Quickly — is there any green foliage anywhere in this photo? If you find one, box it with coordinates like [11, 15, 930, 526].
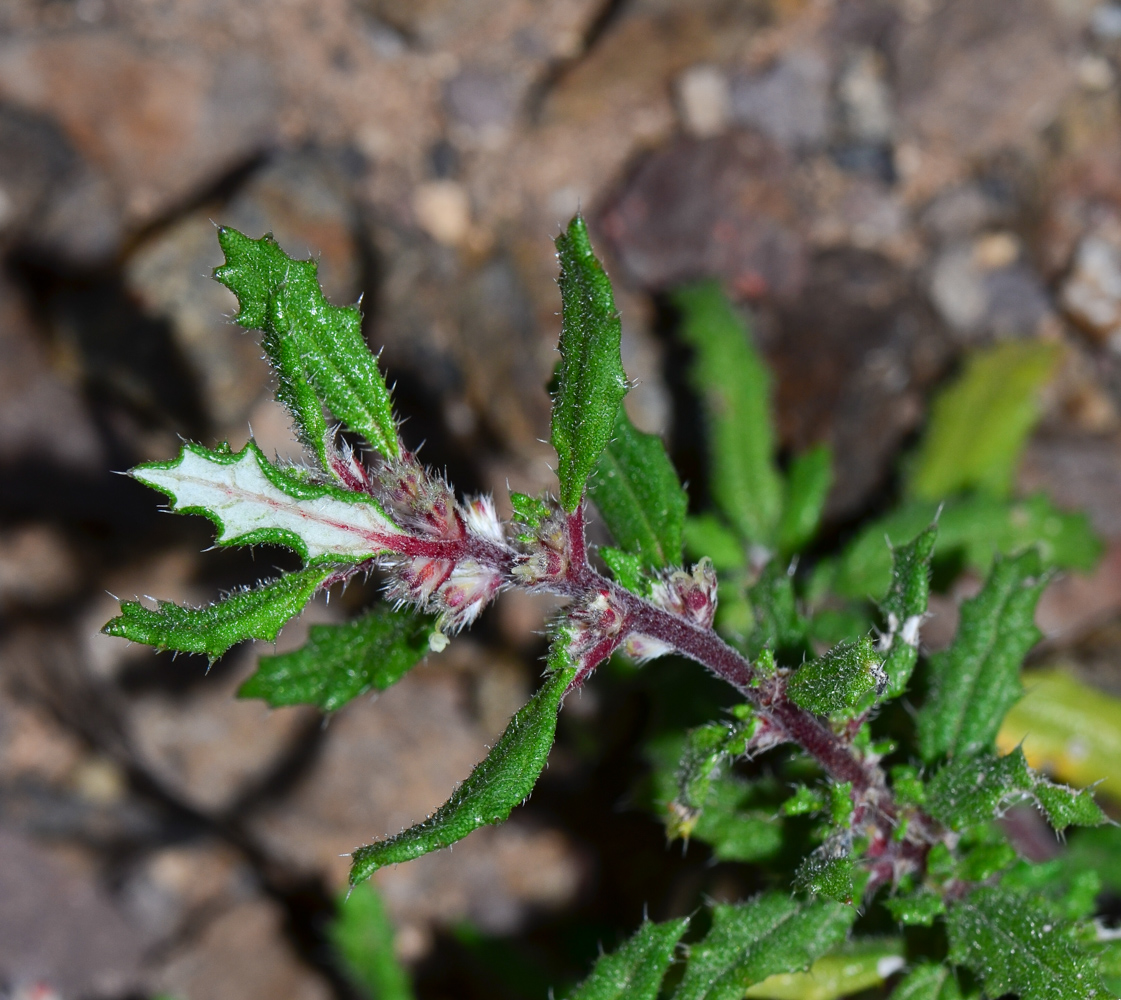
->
[880, 525, 938, 698]
[330, 882, 413, 1000]
[778, 444, 833, 556]
[998, 669, 1121, 797]
[674, 283, 782, 545]
[819, 494, 1102, 600]
[743, 938, 904, 1000]
[238, 604, 433, 712]
[553, 215, 627, 512]
[909, 341, 1062, 501]
[918, 550, 1047, 761]
[587, 406, 688, 570]
[214, 226, 400, 465]
[673, 892, 854, 1000]
[794, 850, 854, 902]
[350, 637, 576, 886]
[568, 917, 689, 1000]
[786, 636, 883, 715]
[946, 887, 1103, 1000]
[891, 963, 974, 1000]
[102, 566, 331, 661]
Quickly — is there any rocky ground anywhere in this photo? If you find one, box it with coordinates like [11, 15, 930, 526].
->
[0, 0, 1121, 1000]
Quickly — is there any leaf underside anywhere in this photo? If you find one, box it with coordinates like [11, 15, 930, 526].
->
[102, 566, 332, 660]
[553, 215, 627, 513]
[918, 549, 1047, 761]
[238, 604, 433, 712]
[350, 639, 576, 886]
[214, 226, 400, 466]
[674, 283, 782, 545]
[587, 406, 688, 570]
[568, 917, 689, 1000]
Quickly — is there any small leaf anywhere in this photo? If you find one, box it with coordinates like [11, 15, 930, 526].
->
[568, 917, 689, 1000]
[685, 513, 745, 572]
[238, 604, 433, 712]
[997, 670, 1121, 797]
[674, 892, 855, 1000]
[214, 226, 400, 466]
[890, 963, 972, 1000]
[786, 637, 883, 715]
[918, 550, 1047, 761]
[131, 442, 400, 563]
[674, 283, 782, 545]
[778, 444, 833, 556]
[794, 849, 854, 904]
[600, 546, 650, 596]
[1032, 778, 1109, 832]
[926, 748, 1035, 830]
[553, 215, 627, 513]
[743, 938, 904, 1000]
[908, 340, 1062, 500]
[102, 566, 332, 660]
[883, 889, 946, 927]
[350, 637, 576, 886]
[878, 525, 938, 698]
[831, 493, 1102, 600]
[587, 406, 688, 570]
[946, 888, 1102, 1000]
[328, 882, 413, 1000]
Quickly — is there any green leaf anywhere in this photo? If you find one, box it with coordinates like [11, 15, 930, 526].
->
[926, 748, 1035, 830]
[778, 444, 833, 556]
[553, 215, 627, 513]
[794, 849, 854, 902]
[830, 494, 1102, 600]
[568, 917, 689, 1000]
[918, 549, 1047, 761]
[350, 635, 576, 886]
[946, 888, 1102, 1000]
[674, 892, 855, 1000]
[879, 525, 938, 698]
[131, 442, 400, 563]
[214, 226, 400, 465]
[102, 566, 332, 661]
[743, 938, 904, 1000]
[328, 882, 413, 1000]
[890, 963, 962, 1000]
[786, 636, 883, 715]
[907, 341, 1062, 500]
[674, 283, 782, 545]
[748, 559, 809, 659]
[883, 889, 946, 927]
[238, 604, 433, 712]
[997, 669, 1121, 797]
[685, 513, 745, 573]
[1032, 778, 1109, 831]
[600, 546, 650, 596]
[587, 406, 689, 570]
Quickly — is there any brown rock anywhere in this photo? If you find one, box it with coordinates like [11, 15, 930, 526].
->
[600, 132, 806, 298]
[155, 900, 332, 1000]
[0, 828, 142, 997]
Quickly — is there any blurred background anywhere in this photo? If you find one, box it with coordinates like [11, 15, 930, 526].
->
[0, 0, 1121, 1000]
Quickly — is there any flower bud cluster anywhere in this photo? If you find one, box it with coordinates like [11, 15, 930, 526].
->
[374, 455, 506, 632]
[650, 557, 716, 629]
[565, 587, 627, 686]
[513, 508, 572, 587]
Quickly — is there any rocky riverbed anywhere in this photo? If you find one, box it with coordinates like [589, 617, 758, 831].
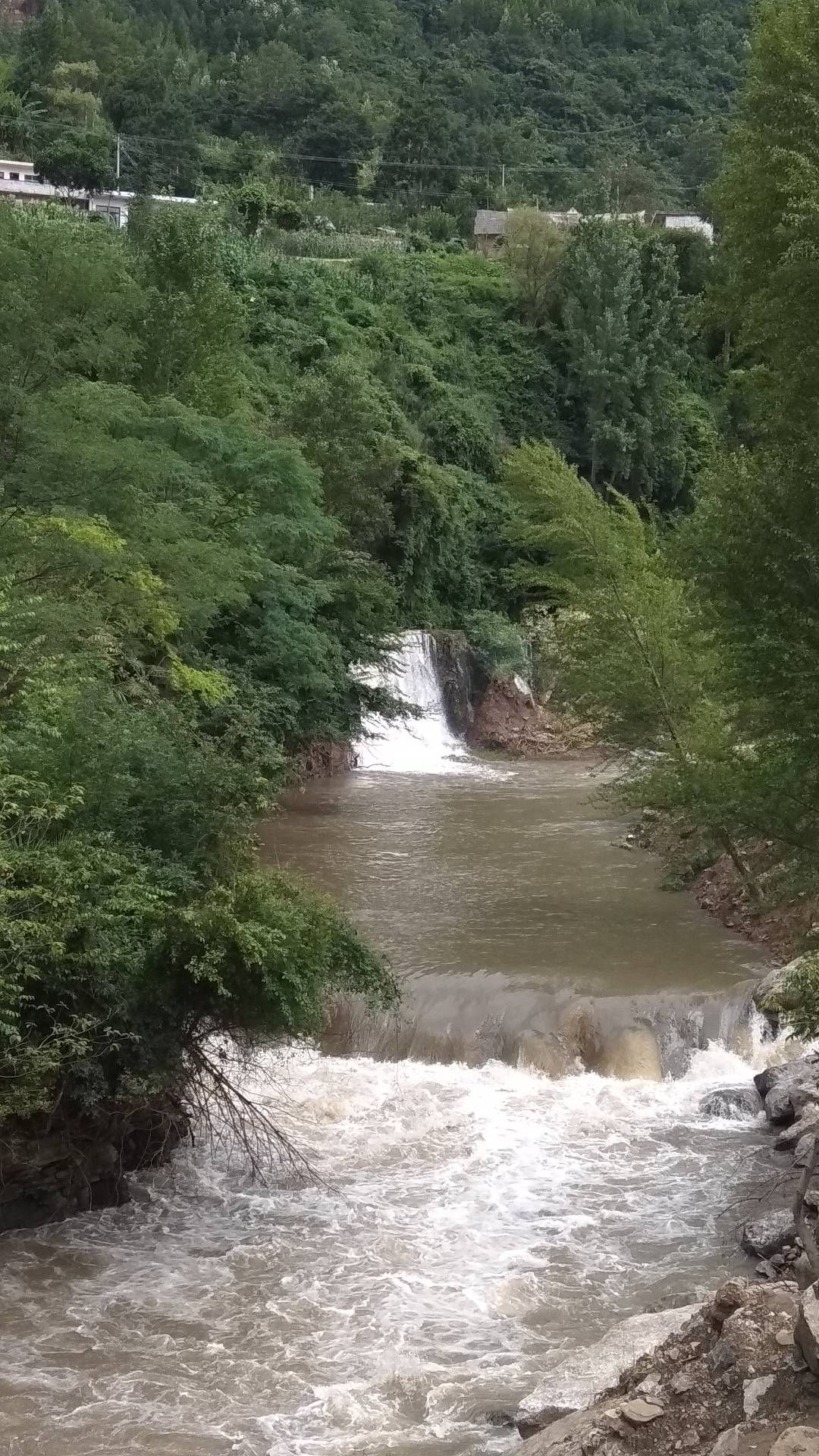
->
[519, 967, 819, 1456]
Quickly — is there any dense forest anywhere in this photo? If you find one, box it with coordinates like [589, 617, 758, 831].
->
[8, 0, 819, 1141]
[0, 0, 748, 212]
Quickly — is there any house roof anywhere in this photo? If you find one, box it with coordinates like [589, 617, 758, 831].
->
[475, 207, 509, 237]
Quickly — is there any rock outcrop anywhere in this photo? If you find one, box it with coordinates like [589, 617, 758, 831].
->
[525, 1279, 819, 1456]
[466, 677, 592, 758]
[0, 1100, 188, 1232]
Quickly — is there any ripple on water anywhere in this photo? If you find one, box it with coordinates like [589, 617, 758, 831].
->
[0, 1048, 761, 1456]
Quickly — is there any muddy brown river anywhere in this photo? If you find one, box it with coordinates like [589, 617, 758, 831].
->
[0, 638, 770, 1456]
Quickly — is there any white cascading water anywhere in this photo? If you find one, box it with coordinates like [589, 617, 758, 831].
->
[0, 649, 792, 1456]
[356, 632, 475, 774]
[0, 1025, 786, 1456]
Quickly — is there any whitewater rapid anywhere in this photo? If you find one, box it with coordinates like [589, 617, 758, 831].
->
[0, 633, 775, 1456]
[356, 632, 481, 774]
[0, 1046, 764, 1456]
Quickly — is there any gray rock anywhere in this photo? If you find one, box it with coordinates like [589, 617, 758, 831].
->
[754, 956, 802, 1016]
[742, 1374, 777, 1421]
[620, 1398, 666, 1426]
[792, 1133, 816, 1168]
[771, 1426, 819, 1456]
[754, 1057, 819, 1100]
[708, 1426, 742, 1456]
[765, 1082, 795, 1125]
[705, 1339, 736, 1374]
[739, 1209, 795, 1260]
[699, 1084, 762, 1117]
[771, 1112, 819, 1153]
[514, 1405, 576, 1442]
[794, 1284, 819, 1374]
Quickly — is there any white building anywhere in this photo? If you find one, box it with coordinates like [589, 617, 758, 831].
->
[474, 207, 714, 258]
[0, 157, 196, 228]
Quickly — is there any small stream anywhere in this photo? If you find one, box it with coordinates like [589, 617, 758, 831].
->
[0, 636, 771, 1456]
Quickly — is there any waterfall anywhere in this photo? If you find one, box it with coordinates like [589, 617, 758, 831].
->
[356, 632, 476, 774]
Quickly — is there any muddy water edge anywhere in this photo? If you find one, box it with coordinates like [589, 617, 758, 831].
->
[0, 763, 768, 1456]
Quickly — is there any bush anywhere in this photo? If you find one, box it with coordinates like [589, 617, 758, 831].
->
[463, 611, 529, 677]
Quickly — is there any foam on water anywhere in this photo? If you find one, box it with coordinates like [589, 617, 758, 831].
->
[0, 1046, 786, 1456]
[356, 632, 481, 774]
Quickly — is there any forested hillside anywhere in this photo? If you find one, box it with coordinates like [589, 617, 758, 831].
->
[0, 0, 748, 212]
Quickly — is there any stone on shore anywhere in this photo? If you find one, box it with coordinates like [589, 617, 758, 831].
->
[754, 956, 802, 1016]
[526, 1279, 799, 1456]
[618, 1396, 664, 1426]
[794, 1284, 819, 1374]
[774, 1102, 819, 1153]
[771, 1426, 819, 1456]
[739, 1209, 795, 1260]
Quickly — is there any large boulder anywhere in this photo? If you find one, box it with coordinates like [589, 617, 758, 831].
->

* * * *

- Exercise objective -
Convert the stretch of the material from the line containing "Quickly — is there any small stream" through the line containing "[0, 763, 768, 1456]" into a JSON list of strings, with one string per line and blank lines omitted.

- Result of this exercise -
[
  "Quickly — is there any small stream anywhere in this photo? If you find one, box it with coordinates like [589, 617, 758, 831].",
  "->",
  "[0, 636, 771, 1456]",
  "Quickly — is there any waterfall anywhere in this photo? If you find one, box it with coordinates like [589, 617, 758, 831].",
  "->",
  "[356, 632, 476, 774]",
  "Quickly — is there any muddy water edge anywhere in this photo? If you find one, box it with coordinates like [589, 617, 758, 831].",
  "->",
  "[0, 763, 768, 1456]"
]